▸ REQUIRED TASK
In the records below, copy out everything from the line containing "Mark the green foliage" down to the end of the records, keeping each line unchanged.

▸ EXERCISE DATA
— BEGIN —

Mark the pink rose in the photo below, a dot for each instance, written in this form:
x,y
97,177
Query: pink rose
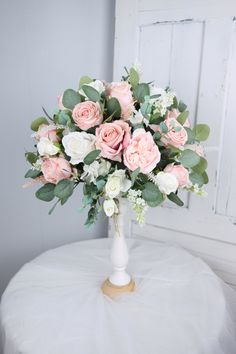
x,y
180,172
112,138
142,152
176,136
87,114
122,91
55,169
59,102
174,114
47,131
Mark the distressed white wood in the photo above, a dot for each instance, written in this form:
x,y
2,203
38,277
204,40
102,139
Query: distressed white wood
x,y
191,46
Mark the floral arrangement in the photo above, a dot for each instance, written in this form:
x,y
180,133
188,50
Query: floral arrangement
x,y
122,139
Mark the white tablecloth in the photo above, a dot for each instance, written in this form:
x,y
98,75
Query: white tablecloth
x,y
54,304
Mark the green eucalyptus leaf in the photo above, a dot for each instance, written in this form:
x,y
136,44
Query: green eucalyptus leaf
x,y
46,192
37,122
191,135
113,107
91,93
189,158
201,166
70,99
64,189
152,195
141,91
91,157
182,117
133,78
84,80
175,199
201,132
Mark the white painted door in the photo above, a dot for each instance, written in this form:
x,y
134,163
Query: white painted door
x,y
191,46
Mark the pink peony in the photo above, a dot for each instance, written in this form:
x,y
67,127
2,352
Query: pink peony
x,y
180,172
176,136
55,169
142,152
112,138
174,114
59,102
47,131
87,114
122,91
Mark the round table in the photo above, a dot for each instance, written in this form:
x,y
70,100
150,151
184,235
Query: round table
x,y
54,304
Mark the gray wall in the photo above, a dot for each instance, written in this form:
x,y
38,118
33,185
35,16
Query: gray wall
x,y
46,45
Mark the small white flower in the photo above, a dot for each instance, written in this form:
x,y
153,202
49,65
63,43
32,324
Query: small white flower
x,y
117,182
90,172
104,167
110,207
166,182
46,147
97,85
77,145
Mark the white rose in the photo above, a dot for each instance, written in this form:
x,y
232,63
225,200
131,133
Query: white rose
x,y
125,183
90,172
77,145
97,85
167,182
46,147
104,167
110,207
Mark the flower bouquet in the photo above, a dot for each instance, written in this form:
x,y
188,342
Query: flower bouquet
x,y
126,140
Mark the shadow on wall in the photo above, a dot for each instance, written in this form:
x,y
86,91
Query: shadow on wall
x,y
46,47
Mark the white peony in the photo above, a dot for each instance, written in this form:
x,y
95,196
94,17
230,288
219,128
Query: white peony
x,y
117,182
104,167
166,182
90,172
110,207
46,147
77,145
97,85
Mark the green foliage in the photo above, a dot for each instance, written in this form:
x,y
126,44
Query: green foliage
x,y
201,132
84,80
175,199
182,117
196,178
32,173
31,157
189,158
152,195
64,189
133,78
201,166
141,91
91,93
37,122
46,192
191,135
113,107
91,157
70,99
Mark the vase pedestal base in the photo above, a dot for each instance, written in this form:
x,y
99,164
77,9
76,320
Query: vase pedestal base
x,y
112,290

— END —

▸ RESULT FOR THIS EXERCISE
Mark the green foliage in the photo above, a dot for each instance, written in this form:
x,y
126,44
Query: green foliage
x,y
201,132
84,80
175,199
182,117
196,178
32,173
31,157
189,158
152,195
64,189
133,78
201,166
141,91
91,93
37,122
46,192
191,135
113,107
91,157
70,99
Mark the vase pedestal base in the photo above, a dot for each instance, written in this form:
x,y
99,164
77,9
76,320
Query: vase pedestal base
x,y
112,290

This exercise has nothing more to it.